EXERCISE TASK
Change "towering cloud formation" to "storm cloud" in the lines from the one with "Provide an outline for every instance of the towering" to the one with "63), (20, 99)]", leaving everything else unchanged, and give only those lines.

ITEMS

*-*-*

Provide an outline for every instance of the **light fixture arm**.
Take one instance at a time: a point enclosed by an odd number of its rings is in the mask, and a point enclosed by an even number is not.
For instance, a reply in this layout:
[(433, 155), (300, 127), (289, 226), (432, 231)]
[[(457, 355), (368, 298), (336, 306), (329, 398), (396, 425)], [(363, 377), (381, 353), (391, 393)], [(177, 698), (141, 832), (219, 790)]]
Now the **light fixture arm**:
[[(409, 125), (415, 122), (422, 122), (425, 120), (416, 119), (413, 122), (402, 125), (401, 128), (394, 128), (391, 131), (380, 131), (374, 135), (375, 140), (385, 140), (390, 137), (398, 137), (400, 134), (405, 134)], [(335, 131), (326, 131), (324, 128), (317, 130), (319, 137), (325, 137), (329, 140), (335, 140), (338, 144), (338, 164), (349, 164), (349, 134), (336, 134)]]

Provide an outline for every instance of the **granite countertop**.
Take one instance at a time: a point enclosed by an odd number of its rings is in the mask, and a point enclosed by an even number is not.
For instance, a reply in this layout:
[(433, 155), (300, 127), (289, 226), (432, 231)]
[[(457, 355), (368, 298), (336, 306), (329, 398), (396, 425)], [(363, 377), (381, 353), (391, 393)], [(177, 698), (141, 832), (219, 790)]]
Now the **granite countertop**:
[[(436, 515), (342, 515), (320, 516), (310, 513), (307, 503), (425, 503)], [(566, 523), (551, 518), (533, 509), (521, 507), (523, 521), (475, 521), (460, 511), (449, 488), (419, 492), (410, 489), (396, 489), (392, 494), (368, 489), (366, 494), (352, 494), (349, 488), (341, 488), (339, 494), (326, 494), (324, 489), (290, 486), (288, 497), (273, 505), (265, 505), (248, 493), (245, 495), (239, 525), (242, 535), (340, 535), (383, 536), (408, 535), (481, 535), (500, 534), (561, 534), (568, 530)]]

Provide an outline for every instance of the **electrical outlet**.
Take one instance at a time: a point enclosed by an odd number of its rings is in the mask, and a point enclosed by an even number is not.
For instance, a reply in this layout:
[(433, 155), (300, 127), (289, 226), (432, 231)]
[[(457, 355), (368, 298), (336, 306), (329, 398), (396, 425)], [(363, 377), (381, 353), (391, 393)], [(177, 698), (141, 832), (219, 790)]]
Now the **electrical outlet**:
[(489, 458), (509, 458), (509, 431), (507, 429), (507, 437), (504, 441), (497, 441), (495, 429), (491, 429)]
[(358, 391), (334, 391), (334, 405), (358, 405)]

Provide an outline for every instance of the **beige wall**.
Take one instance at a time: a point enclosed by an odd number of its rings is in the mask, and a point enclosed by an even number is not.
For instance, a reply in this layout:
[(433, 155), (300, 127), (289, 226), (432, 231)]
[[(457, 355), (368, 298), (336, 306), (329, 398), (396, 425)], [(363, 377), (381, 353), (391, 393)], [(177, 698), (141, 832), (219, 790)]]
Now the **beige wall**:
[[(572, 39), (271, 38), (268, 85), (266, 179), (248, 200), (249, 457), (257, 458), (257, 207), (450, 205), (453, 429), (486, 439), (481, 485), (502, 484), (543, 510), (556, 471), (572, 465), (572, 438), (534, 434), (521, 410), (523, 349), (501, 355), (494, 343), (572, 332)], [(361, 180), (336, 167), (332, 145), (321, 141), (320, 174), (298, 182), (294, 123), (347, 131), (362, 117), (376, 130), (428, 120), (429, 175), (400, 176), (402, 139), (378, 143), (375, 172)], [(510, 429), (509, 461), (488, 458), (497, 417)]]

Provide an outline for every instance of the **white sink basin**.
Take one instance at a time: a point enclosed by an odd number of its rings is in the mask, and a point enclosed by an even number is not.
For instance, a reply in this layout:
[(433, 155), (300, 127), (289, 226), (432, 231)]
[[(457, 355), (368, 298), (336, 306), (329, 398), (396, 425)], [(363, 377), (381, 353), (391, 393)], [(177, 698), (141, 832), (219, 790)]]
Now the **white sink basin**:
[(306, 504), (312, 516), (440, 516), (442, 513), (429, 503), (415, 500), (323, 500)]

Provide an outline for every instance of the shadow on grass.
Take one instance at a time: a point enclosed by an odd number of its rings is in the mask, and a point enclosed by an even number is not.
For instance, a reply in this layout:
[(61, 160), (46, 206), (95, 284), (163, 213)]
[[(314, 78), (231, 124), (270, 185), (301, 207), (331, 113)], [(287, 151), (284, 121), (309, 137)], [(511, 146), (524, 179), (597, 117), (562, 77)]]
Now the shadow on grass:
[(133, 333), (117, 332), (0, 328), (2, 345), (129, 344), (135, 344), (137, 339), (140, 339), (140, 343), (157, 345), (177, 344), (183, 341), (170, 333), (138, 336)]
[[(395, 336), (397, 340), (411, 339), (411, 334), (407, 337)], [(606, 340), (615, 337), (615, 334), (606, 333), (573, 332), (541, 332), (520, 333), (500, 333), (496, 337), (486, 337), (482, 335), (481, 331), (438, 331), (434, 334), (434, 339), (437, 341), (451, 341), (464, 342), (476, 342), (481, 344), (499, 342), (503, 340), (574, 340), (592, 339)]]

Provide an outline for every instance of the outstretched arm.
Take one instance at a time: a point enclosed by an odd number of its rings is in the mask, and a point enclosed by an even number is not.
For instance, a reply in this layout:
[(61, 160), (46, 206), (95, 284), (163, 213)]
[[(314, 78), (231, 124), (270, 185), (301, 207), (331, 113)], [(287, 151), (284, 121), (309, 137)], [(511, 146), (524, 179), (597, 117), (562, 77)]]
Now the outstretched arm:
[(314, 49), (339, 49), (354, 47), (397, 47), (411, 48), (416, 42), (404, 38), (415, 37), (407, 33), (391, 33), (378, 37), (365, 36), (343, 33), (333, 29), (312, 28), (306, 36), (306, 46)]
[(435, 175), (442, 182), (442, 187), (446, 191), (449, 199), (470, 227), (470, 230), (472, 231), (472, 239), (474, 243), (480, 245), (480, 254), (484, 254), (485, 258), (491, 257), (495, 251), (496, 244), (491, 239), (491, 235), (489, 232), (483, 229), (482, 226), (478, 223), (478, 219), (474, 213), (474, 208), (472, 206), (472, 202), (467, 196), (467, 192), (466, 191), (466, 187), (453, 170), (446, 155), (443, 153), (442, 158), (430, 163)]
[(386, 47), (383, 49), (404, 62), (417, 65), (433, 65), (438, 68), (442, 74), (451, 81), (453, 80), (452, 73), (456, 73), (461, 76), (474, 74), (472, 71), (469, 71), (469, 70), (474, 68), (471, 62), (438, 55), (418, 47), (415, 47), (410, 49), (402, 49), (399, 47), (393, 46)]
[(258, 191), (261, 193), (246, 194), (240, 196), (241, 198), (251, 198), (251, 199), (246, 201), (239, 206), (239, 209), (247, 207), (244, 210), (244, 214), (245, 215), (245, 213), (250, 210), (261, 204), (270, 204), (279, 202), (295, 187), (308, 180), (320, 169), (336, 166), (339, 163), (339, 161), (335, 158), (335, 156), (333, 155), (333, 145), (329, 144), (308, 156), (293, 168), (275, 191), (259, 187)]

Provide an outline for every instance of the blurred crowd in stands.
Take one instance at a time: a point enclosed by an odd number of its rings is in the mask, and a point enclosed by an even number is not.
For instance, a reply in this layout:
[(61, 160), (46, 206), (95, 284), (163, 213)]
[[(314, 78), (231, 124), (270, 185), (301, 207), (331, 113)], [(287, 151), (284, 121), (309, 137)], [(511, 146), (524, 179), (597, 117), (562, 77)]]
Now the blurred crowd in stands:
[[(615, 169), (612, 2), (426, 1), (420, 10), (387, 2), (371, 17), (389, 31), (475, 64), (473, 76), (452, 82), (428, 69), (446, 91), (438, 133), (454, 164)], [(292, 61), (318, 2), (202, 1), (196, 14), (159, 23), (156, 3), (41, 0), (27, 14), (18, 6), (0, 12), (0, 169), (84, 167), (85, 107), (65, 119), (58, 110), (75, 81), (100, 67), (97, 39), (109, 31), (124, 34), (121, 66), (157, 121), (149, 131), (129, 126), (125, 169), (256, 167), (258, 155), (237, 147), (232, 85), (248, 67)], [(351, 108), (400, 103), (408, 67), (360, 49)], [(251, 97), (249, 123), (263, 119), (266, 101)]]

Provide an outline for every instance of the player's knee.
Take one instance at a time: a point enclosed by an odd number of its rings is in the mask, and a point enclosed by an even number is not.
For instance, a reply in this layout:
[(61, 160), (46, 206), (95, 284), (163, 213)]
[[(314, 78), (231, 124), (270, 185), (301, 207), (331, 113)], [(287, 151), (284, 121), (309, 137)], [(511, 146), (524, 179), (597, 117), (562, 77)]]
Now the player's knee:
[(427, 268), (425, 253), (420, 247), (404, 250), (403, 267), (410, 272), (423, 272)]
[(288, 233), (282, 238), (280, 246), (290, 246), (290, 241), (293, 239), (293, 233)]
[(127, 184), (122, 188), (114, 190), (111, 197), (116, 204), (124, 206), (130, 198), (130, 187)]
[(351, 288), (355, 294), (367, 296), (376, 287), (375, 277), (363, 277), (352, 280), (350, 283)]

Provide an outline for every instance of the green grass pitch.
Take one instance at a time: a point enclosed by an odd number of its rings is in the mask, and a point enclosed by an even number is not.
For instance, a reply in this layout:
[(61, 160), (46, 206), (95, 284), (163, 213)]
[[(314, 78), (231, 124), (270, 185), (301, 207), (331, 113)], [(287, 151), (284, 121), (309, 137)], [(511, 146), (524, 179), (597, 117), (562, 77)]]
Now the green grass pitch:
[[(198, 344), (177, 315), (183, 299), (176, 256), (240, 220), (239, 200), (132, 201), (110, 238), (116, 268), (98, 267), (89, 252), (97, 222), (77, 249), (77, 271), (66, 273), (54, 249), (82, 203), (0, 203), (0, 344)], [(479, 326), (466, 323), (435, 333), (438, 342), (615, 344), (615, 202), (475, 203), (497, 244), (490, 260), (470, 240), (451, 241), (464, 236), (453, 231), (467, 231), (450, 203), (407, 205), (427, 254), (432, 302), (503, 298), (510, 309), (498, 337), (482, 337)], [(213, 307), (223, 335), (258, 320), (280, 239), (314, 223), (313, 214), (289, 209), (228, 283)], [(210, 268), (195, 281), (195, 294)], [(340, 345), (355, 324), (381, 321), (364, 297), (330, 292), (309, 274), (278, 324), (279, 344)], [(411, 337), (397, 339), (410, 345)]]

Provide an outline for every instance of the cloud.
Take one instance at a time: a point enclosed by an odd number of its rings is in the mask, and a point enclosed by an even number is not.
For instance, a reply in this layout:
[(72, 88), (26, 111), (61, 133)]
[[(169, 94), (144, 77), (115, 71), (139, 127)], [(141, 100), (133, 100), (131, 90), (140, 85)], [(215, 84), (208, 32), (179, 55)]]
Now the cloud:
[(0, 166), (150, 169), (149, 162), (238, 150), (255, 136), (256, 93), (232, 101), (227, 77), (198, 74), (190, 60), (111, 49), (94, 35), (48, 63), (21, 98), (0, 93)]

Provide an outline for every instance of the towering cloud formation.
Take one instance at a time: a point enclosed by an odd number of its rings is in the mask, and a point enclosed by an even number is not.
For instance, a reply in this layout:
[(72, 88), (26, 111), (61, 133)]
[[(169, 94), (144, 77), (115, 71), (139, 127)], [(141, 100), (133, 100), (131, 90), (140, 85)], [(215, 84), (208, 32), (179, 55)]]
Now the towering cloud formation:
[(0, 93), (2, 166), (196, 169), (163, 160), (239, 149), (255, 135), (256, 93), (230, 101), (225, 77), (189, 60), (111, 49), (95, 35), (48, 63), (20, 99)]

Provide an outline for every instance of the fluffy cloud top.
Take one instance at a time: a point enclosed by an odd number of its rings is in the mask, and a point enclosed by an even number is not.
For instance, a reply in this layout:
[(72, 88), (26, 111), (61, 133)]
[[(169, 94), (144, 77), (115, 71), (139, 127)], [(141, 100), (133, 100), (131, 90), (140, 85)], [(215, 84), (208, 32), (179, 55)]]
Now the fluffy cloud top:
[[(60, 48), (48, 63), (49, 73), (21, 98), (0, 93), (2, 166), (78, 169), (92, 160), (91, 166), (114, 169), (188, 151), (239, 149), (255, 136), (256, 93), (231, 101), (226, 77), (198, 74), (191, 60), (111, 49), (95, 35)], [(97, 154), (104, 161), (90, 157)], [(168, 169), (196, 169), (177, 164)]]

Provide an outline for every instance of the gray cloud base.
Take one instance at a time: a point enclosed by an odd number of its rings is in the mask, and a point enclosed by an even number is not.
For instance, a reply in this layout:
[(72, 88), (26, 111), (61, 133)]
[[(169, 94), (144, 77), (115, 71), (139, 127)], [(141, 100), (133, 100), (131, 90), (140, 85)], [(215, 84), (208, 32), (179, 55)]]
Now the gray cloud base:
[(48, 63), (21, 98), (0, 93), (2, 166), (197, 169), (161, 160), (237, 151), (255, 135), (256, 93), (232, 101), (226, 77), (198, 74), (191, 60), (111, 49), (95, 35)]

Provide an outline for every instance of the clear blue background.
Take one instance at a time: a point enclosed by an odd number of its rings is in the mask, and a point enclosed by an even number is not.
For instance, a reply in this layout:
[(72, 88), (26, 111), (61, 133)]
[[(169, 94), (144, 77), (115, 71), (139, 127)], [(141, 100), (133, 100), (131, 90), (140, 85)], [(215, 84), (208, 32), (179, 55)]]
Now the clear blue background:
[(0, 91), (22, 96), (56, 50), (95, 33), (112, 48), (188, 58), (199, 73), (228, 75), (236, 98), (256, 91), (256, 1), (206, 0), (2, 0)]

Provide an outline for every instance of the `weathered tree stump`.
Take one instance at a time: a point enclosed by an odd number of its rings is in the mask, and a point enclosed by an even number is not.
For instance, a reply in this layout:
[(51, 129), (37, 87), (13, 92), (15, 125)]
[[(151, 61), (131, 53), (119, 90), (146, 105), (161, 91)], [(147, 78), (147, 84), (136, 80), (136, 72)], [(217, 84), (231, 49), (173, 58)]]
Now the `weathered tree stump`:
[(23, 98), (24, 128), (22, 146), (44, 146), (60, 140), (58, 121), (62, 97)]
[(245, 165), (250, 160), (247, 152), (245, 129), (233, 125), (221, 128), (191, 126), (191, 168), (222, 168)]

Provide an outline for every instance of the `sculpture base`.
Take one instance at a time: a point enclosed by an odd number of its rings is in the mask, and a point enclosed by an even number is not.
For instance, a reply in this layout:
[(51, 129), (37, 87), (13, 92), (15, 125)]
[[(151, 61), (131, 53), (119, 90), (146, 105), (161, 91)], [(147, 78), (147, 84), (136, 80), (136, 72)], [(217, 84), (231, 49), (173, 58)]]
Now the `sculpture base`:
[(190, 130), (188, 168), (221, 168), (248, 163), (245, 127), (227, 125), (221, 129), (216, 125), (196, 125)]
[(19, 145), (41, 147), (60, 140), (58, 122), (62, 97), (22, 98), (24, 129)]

*-*-*

EXPECTED ANSWER
Provide an outline for every instance of the storm cloud.
Take one instance at a time: a point enclosed by an odd number of its rings is in the mask, and a point enclosed by an even number is not.
For instance, a reply in this layout:
[(72, 88), (26, 111), (61, 133)]
[[(169, 94), (144, 77), (115, 71), (139, 127)], [(141, 100), (133, 100), (131, 90), (140, 85)], [(215, 84), (208, 32), (179, 55)]]
Now the storm cloud:
[(0, 93), (2, 166), (196, 169), (163, 160), (239, 149), (255, 135), (256, 93), (230, 101), (225, 77), (189, 60), (111, 49), (95, 35), (48, 63), (20, 99)]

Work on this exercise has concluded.